● Data extracted from a collection:

+--

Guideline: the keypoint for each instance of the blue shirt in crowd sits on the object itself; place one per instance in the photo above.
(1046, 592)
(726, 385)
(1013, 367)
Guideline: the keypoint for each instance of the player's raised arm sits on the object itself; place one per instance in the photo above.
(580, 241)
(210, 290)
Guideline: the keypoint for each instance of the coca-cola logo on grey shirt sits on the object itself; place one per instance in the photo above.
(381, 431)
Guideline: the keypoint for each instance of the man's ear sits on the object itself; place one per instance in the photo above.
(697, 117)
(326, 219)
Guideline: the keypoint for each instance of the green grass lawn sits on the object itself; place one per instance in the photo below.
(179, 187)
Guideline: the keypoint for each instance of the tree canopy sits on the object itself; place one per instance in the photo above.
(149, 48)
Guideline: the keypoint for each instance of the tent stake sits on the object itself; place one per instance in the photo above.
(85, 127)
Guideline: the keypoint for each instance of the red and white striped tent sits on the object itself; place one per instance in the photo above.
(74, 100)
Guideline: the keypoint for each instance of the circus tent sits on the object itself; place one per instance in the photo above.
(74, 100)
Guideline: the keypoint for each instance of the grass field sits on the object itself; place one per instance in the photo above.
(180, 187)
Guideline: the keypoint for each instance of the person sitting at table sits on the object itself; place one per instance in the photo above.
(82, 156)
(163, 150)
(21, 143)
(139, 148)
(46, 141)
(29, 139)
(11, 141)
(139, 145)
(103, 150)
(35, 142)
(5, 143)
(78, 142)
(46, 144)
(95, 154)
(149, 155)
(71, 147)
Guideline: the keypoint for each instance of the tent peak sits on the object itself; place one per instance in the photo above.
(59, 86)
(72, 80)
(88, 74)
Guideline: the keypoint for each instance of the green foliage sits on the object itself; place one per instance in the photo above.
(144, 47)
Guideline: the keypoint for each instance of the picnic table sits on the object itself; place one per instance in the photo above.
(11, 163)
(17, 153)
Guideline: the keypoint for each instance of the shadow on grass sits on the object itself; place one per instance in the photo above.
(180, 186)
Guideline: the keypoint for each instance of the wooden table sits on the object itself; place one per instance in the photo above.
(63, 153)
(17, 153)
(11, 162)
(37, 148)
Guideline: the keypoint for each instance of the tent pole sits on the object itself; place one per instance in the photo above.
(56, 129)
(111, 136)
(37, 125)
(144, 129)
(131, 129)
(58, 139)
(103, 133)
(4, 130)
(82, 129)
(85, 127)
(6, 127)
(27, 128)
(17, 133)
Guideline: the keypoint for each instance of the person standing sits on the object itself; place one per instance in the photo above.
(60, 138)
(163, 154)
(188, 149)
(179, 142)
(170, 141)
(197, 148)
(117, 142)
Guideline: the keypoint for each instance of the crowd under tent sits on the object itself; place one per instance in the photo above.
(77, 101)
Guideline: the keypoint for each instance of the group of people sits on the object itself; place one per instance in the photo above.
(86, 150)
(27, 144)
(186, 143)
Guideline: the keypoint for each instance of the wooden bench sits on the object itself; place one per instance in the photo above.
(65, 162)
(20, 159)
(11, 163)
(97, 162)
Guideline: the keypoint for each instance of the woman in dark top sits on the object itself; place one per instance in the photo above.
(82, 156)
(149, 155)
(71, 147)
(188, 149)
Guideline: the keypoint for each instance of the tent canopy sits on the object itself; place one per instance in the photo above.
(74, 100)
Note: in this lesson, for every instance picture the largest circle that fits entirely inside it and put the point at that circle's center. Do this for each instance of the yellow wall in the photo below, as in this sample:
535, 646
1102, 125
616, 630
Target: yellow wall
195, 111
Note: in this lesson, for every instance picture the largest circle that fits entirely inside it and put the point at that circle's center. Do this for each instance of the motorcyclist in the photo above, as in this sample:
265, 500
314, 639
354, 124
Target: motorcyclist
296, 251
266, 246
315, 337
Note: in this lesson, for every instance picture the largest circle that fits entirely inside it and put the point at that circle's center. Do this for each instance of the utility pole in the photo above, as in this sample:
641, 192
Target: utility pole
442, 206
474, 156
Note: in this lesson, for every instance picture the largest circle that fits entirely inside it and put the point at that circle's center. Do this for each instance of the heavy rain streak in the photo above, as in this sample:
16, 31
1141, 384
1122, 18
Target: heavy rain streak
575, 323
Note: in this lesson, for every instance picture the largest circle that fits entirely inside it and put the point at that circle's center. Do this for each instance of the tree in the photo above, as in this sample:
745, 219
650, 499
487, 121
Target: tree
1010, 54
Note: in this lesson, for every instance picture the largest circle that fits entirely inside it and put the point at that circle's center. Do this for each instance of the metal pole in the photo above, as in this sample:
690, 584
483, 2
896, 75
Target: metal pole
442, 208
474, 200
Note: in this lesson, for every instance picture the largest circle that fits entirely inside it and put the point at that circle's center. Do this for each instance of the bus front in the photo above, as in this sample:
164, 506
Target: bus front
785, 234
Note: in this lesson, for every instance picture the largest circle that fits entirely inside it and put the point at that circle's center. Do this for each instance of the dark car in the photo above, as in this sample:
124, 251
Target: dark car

+--

● WHAT IS BEING ASKED:
No lines before the one containing "Target: heavy rain streak" belong in the answer; write out that line and each one after it exactly, through the end of the records.

● WRITTEN REPLY:
Target: heavy rain streak
575, 323
Note: in this lesson, for every instance picture the largest circle that fits entirely inside it and put the point at that circle's center. Do this for each instance of the tree in the photo above, as in this sample:
745, 219
650, 499
487, 121
Target: tree
1010, 54
Note: in this lesson, for every instance picture the largest circle that fits entirely inside it and put the point at that circle's center. Do this for each instance of the metal pole in the photo above, as in this sample:
690, 584
483, 2
896, 75
Target: metal pole
442, 208
474, 200
Note: in this lesson, for every instance picture the largest circle that fits entirely inside it and put the point at that circle's center. Do this for each instance of the bus front in the photo above, as in this sample:
164, 506
Target: bus front
785, 234
Note: in this lesson, for every instance picture the largest circle that fits entirely inside it and put the point at that circle's center. Do this for each instance of the dark car in the photo above, as in this sample:
124, 251
Target: dark car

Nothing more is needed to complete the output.